→ Passage provided:
'''
Skip to main content
facts & arguments

Theresa Jane Gray Gasparini

Wife, mother, opera singer, storyteller. Born on April 30, 1921, in Toronto; died on Aug. 17, 2014, in Venice, Italy, aged 93.

Theresa Gray was the youngest of four children and the only girl, and her passions and delights were celebrated and nurtured. When she turned her interests to singing, her family encouraged her with formal voice studies beginning at age 19.

Her education at the Toronto (now Royal) Conservatory of Music – where she shared classes with a young pianist named Glenn Gould – and later at the Juilliard School in New York honed a soprano voice that, in 1953, John Watson described in The Globe and Mail as "gorgeously vibrant and splendidly flexible" and imbued "with a kind of sensuous warmth and passion that is completely overwhelming."

Her career included performances on CBC radio and television, including the 1958 television premiere of Benjamin Britten's The Turn of the Screw, and with the Canadian Opera Company, as well as internationally on stages from New York to Malta.
'''
→ Your instructions:
Reproduce the passage about Theresa Jane Gray Gasparini word for word from "Theresa Gray was" to "beginning at age 19.".

→ Records:
'''
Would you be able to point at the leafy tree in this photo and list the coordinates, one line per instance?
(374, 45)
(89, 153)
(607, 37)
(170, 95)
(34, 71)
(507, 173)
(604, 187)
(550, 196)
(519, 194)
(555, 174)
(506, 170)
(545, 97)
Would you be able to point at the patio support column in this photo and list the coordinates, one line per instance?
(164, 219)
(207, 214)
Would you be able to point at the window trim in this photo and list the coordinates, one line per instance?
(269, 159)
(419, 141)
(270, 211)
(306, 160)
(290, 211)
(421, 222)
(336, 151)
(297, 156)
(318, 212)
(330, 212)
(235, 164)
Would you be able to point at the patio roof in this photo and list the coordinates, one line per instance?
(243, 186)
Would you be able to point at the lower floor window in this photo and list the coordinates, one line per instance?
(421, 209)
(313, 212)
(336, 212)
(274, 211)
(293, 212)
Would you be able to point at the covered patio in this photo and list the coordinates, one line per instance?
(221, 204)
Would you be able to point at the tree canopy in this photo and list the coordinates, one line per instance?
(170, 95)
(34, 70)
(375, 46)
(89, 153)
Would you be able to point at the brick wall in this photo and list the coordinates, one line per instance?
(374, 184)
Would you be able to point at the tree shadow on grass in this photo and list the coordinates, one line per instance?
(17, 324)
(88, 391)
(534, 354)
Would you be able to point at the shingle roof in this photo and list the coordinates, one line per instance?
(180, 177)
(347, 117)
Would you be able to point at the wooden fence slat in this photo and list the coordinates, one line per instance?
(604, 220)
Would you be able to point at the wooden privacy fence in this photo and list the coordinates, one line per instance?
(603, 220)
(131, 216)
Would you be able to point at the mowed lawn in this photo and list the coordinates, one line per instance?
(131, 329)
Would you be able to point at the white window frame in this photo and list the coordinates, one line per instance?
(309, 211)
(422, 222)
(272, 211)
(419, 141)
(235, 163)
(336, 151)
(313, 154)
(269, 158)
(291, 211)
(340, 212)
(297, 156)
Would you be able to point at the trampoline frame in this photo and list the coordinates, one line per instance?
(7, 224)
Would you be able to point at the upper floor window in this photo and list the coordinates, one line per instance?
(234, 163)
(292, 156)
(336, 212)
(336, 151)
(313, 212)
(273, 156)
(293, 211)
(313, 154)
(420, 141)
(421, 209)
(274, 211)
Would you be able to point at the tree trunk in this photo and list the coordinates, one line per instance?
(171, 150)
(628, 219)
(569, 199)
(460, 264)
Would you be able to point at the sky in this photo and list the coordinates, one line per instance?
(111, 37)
'''
→ Task output:
Theresa Gray was the youngest of four children and the only girl, and her passions and delights were celebrated and nurtured. When she turned her interests to singing, her family encouraged her with formal voice studies beginning at age 19.